§ Task requirements
#1 In the text about Gittoes below, copy the passage word for word, beginning at the words "In 1986 on a" and stopping after the words "The Captured Gun.".
#2 List every title of a work by Gittoes that the text about Gittoes below names.

In 1986 on a trip to Nicaragua, Gittoes met externalist poet and priest Ernesto Cardenal and was inspired by externalism philosophy. During this period, he created two key works: a film titled The Bullets of the Poets about Sandinista women who had fought in the Nicaraguan revolution and the drawing The Captured Gun.
In 1992, Gittoes was awarded the prestigious Blake Prize for Religious Art for his painting Ancient Prayer, which captured the grief Gittoes felt after the death of his friend Ronaldo Cameron.
From 1993, Gittoes began spending a significant amount of time in conflict zones such as Somalia and Cambodia and depicted the Australian military and their peacekeeping efforts in his paintings and photographs. These works can be seen at the Australian War Memorial in Canberra. Gittoes was particularly moved by the stories of Cambodian landmine survivors, and much of his work at the time was inspired by these people. The following year he visited Australian peacekeepers in Western Sahara, Egypt, Algeria, Israel, Sinai and Lebanon. On a trip to South Africa in April, Gittoes witnessed the election of Nelson Mandela, which inspired his series Freedom Dancer. Travelling with the Australian Army Medical Support Force to Rwanda in 1995, Gittoes observed the Kibeho Massacre, which killed an estimated 4,000 displacement Rwandans. This horrific event inspired several versions of the painting The Preacher, one of which won Gittoes the Blake Prize for Religious Art for the second time in his career.
During the late 1990s, Gittoes continued travelling to war zones, but his focus transitioned from peacekeeping efforts to the lives of civilians and refugees living amongst conflict. His travels brought him to Bosnia, Northern Island and China. In 1997, Gittoes received a Member of the Order of Australia for his ‘service to art international relations.’
His continuing interest in minefields and victims of landmines saw him travel to Thailand, Cambodia, Afghanistan, Pakistan and East Timor. Minefields, the work that was inspired by these travels, was exhibited at Palais des Nations, the UN office Geneva, Switzerland, Moscow and the Sir Hermann Black Gallery at the University of Sydney.

§ Entries shown
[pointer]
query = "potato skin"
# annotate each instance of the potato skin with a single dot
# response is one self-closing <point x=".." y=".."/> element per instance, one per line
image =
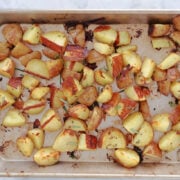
<point x="127" y="157"/>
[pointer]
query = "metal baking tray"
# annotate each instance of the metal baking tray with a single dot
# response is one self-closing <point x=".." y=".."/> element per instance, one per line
<point x="89" y="165"/>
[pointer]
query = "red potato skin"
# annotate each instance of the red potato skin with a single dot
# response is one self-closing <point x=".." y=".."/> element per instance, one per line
<point x="52" y="45"/>
<point x="129" y="105"/>
<point x="91" y="141"/>
<point x="102" y="28"/>
<point x="15" y="82"/>
<point x="117" y="65"/>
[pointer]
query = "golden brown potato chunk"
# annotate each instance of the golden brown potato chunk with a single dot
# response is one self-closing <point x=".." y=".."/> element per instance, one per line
<point x="176" y="22"/>
<point x="13" y="33"/>
<point x="4" y="50"/>
<point x="89" y="96"/>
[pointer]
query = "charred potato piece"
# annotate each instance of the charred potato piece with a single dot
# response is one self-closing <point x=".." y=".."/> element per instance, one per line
<point x="32" y="35"/>
<point x="75" y="124"/>
<point x="161" y="122"/>
<point x="25" y="146"/>
<point x="50" y="121"/>
<point x="4" y="50"/>
<point x="13" y="33"/>
<point x="157" y="30"/>
<point x="127" y="157"/>
<point x="13" y="118"/>
<point x="88" y="97"/>
<point x="169" y="141"/>
<point x="20" y="50"/>
<point x="87" y="142"/>
<point x="95" y="119"/>
<point x="6" y="99"/>
<point x="176" y="22"/>
<point x="27" y="57"/>
<point x="37" y="136"/>
<point x="105" y="34"/>
<point x="7" y="67"/>
<point x="133" y="122"/>
<point x="66" y="141"/>
<point x="144" y="135"/>
<point x="112" y="138"/>
<point x="46" y="156"/>
<point x="79" y="111"/>
<point x="94" y="56"/>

§ Task responses
#1
In 1986 on a trip to Nicaragua, Gittoes met externalist poet and priest Ernesto Cardenal and was inspired by externalism philosophy. During this period, he created two key works: a film titled The Bullets of the Poets about Sandinista women who had fought in the Nicaraguan revolution and the drawing The Captured Gun.

#2
The Bullets of the Poets
The Captured Gun
Ancient Prayer
Freedom Dancer
The Preacher
Minefields